**Task to complete**
Each entry below should be retyped exactly, with nothing omitted.

Dataset entries
★ ★ ★

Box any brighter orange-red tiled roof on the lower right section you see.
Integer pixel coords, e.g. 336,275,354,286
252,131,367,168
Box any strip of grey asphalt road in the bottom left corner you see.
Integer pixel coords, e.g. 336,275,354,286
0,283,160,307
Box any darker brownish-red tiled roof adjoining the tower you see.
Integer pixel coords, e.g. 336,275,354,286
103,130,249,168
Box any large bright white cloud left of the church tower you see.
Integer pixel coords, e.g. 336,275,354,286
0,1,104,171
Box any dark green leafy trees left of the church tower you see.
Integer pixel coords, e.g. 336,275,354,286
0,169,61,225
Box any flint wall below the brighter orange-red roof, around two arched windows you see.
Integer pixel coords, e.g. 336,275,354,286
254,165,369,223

★ ★ ★

**Response area**
Box any brighter orange-red tiled roof on the lower right section you see.
Integer pixel coords, e.g. 336,275,354,286
252,131,367,168
Box any strip of grey asphalt road in the bottom left corner you see.
Integer pixel coords, e.g. 336,275,354,286
0,283,160,307
Box any darker brownish-red tiled roof adjoining the tower you see.
Integer pixel coords, e.g. 336,275,354,286
103,130,249,168
Box any large bright white cloud left of the church tower you see.
Integer pixel coords, e.g. 336,275,354,286
0,1,104,171
Box any dark green leafy trees left of the church tower you see.
Integer pixel coords, e.g. 336,275,354,286
0,169,61,225
Box any flint wall below the brighter orange-red roof, around two arched windows you see.
Integer pixel coords, e.g. 336,275,354,286
254,165,369,223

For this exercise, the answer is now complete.